:: GIVEN PASSAGE ::
— Start —

15 Minutes of Democracy

They're talking about Democracy in Iraq over on LDSLF, which is a subject I'm passionate about. I posted comments there but realize that I've written enough and wandered far enough from RTs post to warrant moving the ideas here:

I haven't read the books that RT and some of the commentors are quoting, but what’s the point in making the distinction between an unconditional likelihood of democracy arising and a highly conditional likelihood of it succeeding over time? Isn’t this similar to saying that all people would desire and even act upon getting democracy but few will actually realize it? ...I mean, what more is such a fleeting experience with democracy than a crushed popular uprising? A kind of grotesquely shared 15 minutes of fame?

Personally, I don't see value in a democracy that lacks longevity. It seems to me that the only type of democracy we should care about is the type that requires certain conditions...that we should then focus on fostering those conditions.

— End —

:: REQUIREMENTS ::
Return the post on short-lived democracy in full, word for word. The material after this line has no role here.

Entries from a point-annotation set
— Start —

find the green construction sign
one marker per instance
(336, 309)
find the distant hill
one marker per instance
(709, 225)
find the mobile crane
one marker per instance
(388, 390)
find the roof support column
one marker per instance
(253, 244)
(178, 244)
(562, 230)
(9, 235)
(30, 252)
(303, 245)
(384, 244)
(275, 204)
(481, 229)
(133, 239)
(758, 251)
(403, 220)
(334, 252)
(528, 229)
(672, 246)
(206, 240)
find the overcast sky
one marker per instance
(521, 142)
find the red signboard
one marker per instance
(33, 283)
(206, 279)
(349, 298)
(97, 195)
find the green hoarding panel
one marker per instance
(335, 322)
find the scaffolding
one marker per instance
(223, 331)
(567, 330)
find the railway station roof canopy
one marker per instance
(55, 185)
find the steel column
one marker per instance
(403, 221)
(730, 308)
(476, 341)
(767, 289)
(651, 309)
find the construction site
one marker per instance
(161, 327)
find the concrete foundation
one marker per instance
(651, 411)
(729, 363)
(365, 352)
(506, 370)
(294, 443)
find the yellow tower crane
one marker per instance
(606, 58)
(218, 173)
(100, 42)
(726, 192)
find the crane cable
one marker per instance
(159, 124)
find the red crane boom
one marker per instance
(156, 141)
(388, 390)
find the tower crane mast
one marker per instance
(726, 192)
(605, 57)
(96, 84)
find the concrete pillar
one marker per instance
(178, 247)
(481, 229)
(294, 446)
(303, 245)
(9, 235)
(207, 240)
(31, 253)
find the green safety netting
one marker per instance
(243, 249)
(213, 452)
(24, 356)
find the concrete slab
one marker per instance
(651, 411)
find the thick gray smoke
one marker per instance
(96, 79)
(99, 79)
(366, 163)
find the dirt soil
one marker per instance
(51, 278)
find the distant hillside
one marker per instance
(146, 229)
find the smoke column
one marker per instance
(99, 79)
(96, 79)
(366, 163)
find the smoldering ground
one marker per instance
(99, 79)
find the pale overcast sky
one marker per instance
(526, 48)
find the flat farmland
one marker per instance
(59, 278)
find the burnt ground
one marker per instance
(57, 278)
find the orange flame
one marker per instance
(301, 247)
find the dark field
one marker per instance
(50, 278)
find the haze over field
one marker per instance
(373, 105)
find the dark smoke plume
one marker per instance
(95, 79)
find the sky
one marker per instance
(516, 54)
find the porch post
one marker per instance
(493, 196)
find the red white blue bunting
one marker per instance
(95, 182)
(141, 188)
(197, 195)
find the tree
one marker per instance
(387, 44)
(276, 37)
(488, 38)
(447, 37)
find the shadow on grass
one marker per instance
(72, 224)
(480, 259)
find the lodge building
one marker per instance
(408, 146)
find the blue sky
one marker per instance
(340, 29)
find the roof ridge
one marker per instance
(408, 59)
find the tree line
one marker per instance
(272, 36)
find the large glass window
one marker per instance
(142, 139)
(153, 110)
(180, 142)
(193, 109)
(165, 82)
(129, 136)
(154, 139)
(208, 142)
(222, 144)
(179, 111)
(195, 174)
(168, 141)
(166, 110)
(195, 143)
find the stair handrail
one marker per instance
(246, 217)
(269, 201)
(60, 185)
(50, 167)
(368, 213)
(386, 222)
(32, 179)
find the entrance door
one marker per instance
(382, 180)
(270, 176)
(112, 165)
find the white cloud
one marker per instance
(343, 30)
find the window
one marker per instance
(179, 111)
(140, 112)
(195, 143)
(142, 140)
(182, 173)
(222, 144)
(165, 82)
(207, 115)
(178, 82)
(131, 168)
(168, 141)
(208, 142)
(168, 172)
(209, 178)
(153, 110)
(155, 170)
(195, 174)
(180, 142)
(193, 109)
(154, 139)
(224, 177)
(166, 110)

— End —
— Start —

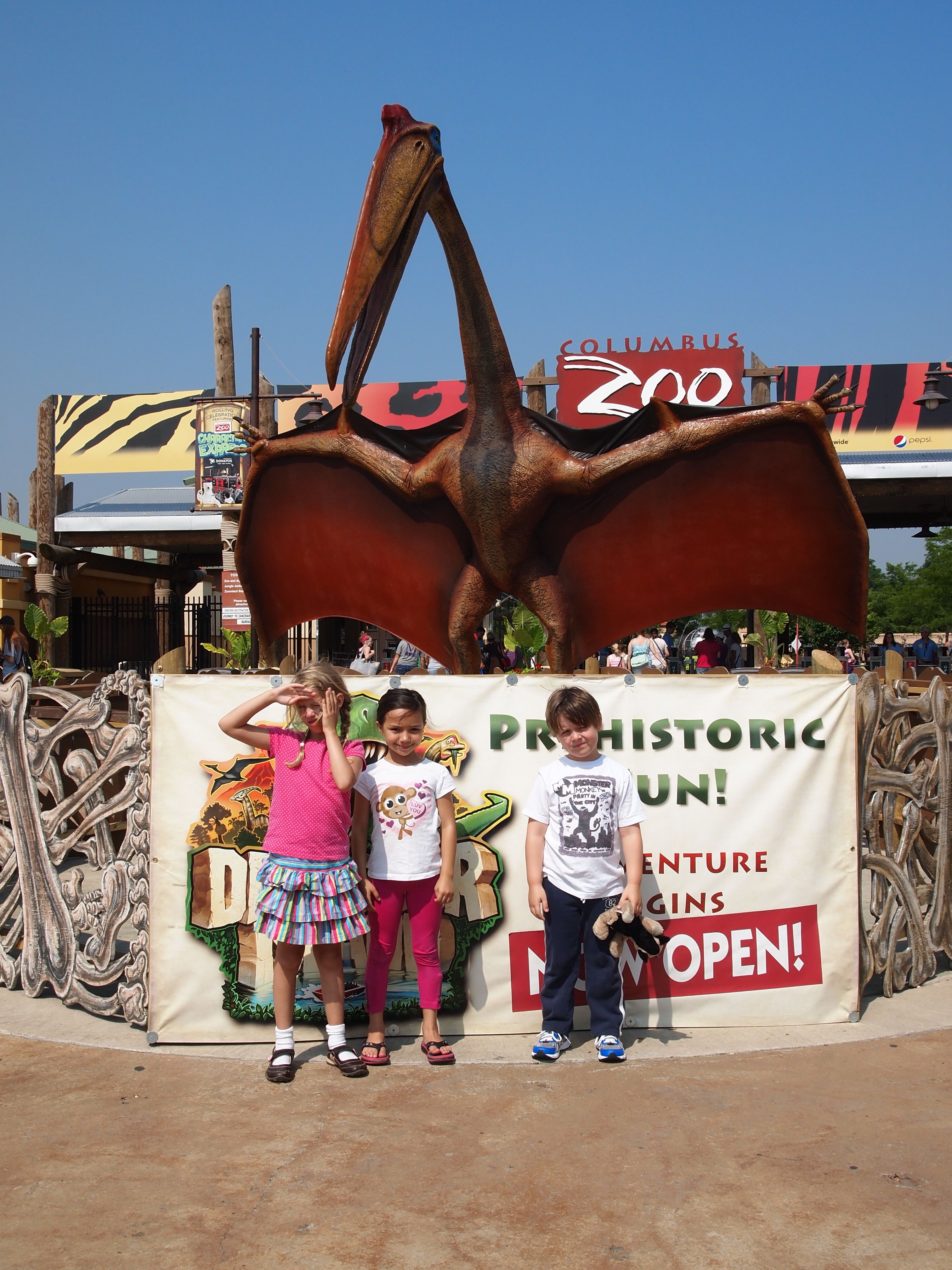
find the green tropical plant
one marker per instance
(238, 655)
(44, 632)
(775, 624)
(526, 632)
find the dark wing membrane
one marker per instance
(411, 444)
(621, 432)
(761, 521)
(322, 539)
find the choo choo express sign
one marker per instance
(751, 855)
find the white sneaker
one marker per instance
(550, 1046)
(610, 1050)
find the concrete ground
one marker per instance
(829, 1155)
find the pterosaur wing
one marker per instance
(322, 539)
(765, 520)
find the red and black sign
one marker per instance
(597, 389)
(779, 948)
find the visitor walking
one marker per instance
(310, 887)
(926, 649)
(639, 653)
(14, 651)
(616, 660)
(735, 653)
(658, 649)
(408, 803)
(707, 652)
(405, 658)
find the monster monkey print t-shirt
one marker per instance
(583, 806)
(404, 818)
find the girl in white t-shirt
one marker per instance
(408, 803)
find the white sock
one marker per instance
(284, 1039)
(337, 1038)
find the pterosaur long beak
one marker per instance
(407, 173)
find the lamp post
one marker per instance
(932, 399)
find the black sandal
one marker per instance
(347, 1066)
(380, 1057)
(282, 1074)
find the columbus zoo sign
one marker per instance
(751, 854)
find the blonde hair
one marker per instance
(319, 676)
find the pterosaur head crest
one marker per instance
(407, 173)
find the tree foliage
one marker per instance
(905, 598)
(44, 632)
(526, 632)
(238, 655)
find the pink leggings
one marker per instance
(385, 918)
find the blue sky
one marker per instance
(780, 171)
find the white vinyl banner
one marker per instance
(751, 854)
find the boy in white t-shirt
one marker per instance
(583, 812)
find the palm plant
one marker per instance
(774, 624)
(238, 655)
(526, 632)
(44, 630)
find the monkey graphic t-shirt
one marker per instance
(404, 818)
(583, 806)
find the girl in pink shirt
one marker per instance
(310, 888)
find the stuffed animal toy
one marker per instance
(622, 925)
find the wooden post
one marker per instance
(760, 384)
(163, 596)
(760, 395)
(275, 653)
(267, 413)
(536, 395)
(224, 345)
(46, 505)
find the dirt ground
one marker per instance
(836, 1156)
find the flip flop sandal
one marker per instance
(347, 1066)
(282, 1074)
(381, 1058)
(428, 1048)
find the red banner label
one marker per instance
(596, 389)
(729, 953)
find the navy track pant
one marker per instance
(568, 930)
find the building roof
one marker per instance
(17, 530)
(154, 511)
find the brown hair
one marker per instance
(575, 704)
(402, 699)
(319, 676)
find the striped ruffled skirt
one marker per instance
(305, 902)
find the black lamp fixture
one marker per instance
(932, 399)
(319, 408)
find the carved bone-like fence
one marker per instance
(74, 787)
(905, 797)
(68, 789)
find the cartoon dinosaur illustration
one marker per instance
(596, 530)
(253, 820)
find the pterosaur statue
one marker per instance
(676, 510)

— End —

:: FINISHED TASK ::
15 Minutes of Democracy

They're talking about Democracy in Iraq over on LDSLF, which is a subject I'm passionate about. I posted comments there but realize that I've written enough and wandered far enough from RTs post to warrant moving the ideas here:

I haven't read the books that RT and some of the commentors are quoting, but what’s the point in making the distinction between an unconditional likelihood of democracy arising and a highly conditional likelihood of it succeeding over time? Isn’t this similar to saying that all people would desire and even act upon getting democracy but few will actually realize it? ...I mean, what more is such a fleeting experience with democracy than a crushed popular uprising? A kind of grotesquely shared 15 minutes of fame?

Personally, I don't see value in a democracy that lacks longevity. It seems to me that the only type of democracy we should care about is the type that requires certain conditions...that we should then focus on fostering those conditions.